▶ [SHORT PROBLEM] Set out each line of the items below as a numbered list, skipping blank lines, and leave the pictures out.

▶ [INFORMATION PROVIDED]
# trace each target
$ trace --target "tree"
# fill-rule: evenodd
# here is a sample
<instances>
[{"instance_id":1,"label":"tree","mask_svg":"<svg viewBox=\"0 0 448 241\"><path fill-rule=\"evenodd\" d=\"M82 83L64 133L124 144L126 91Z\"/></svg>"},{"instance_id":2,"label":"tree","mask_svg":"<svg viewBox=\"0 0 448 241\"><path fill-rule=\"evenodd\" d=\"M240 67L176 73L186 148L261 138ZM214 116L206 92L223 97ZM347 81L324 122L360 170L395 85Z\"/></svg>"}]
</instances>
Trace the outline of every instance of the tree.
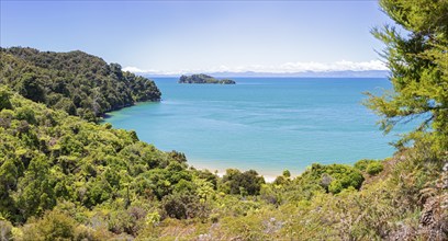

▶ [SOLUTION TO THE EXERCISE]
1. # trace each target
2. $ trace --target "tree"
3. # fill-rule: evenodd
4. # here is a sample
5. <instances>
6. [{"instance_id":1,"label":"tree","mask_svg":"<svg viewBox=\"0 0 448 241\"><path fill-rule=\"evenodd\" d=\"M82 83L64 133L124 144L126 91Z\"/></svg>"},{"instance_id":2,"label":"tree","mask_svg":"<svg viewBox=\"0 0 448 241\"><path fill-rule=\"evenodd\" d=\"M240 67L176 73L186 148L261 138ZM214 116L206 92L223 97ZM347 81L324 122L360 170L395 85Z\"/></svg>"}]
7. </instances>
8. Trace the outline of every instance of the tree.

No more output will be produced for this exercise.